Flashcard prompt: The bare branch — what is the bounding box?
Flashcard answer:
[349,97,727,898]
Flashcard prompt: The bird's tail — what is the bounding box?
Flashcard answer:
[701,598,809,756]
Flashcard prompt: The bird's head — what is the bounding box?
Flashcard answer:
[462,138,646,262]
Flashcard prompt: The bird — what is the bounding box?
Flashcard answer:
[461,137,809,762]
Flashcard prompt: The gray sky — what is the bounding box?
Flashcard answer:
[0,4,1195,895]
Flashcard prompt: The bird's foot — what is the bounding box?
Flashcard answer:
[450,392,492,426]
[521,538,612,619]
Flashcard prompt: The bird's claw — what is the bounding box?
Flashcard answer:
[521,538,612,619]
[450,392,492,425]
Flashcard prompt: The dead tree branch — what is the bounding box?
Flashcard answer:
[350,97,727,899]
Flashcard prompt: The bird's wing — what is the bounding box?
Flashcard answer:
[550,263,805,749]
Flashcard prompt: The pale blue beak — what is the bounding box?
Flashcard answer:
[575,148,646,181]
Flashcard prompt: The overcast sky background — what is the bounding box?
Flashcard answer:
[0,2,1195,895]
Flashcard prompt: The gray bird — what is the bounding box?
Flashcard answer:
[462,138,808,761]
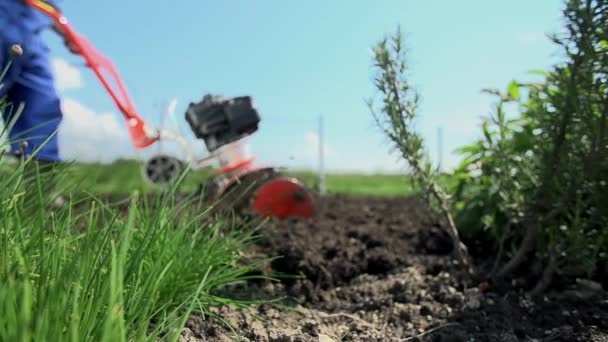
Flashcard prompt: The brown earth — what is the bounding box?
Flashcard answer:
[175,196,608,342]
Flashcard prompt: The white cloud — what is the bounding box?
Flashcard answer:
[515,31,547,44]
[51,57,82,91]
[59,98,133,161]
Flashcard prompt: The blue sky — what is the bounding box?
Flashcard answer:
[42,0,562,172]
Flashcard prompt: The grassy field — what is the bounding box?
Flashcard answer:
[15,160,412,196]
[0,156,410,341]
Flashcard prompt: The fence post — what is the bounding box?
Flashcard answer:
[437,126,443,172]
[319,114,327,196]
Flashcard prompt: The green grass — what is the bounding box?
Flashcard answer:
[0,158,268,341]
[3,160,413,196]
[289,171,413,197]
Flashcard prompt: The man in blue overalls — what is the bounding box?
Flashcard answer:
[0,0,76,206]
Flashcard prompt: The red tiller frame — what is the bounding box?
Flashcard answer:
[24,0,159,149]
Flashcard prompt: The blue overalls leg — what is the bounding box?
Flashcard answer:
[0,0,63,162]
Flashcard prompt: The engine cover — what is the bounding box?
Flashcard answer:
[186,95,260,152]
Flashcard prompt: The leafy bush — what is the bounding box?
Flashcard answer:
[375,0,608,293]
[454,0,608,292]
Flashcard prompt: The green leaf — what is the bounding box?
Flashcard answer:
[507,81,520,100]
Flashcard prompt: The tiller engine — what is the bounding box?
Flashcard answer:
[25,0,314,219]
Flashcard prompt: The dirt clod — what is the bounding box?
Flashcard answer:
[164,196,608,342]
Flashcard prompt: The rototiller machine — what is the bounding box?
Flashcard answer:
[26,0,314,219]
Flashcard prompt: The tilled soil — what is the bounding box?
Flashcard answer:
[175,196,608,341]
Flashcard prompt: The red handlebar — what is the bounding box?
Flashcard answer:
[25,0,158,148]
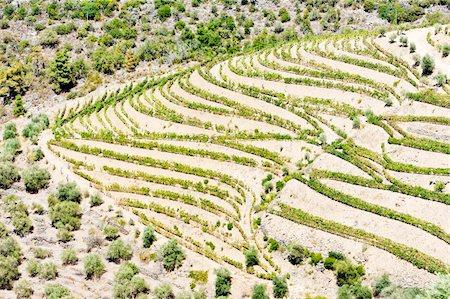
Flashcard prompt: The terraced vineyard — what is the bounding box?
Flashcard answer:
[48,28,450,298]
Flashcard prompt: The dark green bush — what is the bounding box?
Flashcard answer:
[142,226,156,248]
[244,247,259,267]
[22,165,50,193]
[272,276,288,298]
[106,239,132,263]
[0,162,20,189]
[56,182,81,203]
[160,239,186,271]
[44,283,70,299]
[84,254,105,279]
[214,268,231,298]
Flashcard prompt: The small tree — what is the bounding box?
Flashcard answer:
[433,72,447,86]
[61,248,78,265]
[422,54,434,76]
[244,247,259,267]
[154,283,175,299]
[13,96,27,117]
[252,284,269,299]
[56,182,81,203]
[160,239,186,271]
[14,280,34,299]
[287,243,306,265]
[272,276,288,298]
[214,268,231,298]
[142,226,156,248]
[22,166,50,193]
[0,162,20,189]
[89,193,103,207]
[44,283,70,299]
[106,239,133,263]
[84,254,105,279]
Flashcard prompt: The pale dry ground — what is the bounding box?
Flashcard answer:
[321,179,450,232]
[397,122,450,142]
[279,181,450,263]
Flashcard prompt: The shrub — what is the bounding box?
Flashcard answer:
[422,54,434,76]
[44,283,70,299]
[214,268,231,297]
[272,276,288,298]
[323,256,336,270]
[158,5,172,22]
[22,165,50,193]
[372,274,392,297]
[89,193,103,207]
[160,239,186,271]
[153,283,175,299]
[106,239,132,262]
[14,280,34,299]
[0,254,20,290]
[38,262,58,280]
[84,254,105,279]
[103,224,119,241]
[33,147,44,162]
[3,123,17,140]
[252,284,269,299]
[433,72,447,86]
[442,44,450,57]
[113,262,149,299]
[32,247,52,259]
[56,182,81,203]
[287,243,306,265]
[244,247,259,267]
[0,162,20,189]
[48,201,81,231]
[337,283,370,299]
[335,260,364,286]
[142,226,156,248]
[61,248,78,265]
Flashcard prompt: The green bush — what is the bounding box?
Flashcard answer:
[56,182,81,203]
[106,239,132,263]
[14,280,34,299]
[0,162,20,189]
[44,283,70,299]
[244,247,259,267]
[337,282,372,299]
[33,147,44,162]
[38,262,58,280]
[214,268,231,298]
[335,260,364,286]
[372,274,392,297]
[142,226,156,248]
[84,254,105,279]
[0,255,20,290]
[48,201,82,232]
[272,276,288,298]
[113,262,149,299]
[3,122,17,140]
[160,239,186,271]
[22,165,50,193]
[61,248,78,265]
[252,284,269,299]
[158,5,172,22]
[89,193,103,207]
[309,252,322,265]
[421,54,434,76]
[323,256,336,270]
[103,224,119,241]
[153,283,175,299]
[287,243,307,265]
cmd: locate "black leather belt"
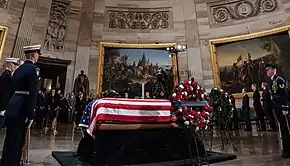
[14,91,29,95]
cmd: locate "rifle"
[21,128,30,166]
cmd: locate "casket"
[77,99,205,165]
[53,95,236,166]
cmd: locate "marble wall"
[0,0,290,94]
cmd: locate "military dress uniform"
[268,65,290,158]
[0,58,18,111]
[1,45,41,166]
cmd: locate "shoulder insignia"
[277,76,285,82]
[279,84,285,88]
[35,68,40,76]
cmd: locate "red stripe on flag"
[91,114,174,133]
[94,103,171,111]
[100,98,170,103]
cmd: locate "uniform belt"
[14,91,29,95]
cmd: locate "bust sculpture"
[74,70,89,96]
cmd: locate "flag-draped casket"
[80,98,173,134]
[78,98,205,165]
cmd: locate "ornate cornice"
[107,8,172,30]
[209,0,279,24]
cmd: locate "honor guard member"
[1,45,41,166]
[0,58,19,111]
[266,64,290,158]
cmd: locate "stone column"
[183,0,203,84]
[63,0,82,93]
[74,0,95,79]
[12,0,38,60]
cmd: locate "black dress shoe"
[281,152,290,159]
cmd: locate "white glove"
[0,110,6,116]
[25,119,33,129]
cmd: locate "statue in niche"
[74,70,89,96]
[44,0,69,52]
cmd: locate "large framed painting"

* [What is asked]: Rewrite the entries starting at the line with "Flashcard prompt: The blue overalls" and ending at the line with "[164,196,608,342]", putting "motor" wherever "engine" appears and leaving everything else unchanged.

* [Exercise solution]:
Flashcard prompt: The blue overalls leg — what is the bounding box?
Flashcard answer:
[0,0,63,162]
Flashcard prompt: The motor cover — what is the bounding box?
Flashcard answer:
[186,95,260,152]
Flashcard prompt: The leafy bush — what is the bounding box?
Flashcard answer:
[375,0,608,293]
[454,0,608,292]
Flashcard prompt: The green leaf — what is the bounding box?
Flashcard answer:
[507,81,520,100]
Flashcard prompt: The tiller motor — what is the bounding box?
Flashcard answer:
[25,0,314,219]
Flashcard prompt: The dirt clod — what is the bounding box?
Flashcard answer:
[164,196,608,342]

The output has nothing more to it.